__What is expected__: Which lines of the data below hold "collar"? Copy each of them.

__Extracted data__:
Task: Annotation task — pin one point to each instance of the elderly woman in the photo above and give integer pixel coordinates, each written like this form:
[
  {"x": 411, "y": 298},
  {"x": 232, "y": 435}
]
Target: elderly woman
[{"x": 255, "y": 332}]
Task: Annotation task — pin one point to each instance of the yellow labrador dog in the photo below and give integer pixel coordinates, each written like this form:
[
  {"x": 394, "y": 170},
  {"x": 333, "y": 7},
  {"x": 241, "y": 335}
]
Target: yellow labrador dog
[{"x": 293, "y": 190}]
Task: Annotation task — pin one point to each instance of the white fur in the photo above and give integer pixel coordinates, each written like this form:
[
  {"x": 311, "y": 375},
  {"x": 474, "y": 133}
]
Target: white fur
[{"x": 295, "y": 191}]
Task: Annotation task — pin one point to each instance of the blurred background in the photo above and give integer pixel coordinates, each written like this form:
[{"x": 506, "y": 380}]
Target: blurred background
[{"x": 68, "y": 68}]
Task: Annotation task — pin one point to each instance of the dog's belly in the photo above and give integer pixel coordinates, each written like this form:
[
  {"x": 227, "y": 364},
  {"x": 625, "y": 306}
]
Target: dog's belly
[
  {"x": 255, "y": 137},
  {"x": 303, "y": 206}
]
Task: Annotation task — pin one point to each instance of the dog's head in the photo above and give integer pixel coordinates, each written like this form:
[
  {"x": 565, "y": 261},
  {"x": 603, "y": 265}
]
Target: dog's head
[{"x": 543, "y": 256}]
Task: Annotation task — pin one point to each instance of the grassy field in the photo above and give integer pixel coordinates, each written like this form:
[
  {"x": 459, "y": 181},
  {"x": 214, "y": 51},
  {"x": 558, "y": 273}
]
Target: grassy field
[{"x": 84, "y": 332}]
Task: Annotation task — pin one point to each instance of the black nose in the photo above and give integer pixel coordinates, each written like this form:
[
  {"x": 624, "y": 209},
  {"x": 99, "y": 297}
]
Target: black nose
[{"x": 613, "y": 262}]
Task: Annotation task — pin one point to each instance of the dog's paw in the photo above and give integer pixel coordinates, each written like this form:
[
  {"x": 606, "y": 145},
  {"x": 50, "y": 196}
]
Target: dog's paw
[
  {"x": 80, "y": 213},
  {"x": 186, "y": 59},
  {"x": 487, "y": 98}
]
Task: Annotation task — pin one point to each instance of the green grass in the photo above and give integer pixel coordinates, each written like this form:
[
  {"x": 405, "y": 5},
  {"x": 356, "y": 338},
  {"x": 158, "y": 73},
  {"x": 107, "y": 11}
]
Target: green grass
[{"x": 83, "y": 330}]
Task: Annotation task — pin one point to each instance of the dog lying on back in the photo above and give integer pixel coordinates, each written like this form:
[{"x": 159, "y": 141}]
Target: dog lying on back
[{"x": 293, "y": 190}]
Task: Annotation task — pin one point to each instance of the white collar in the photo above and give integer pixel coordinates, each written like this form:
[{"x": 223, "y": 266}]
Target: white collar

__Answer to this exercise__:
Task: Annotation task — pin one point to each instance of the white collar in the photo above and give integer pixel coordinates, each written like this form:
Target: white collar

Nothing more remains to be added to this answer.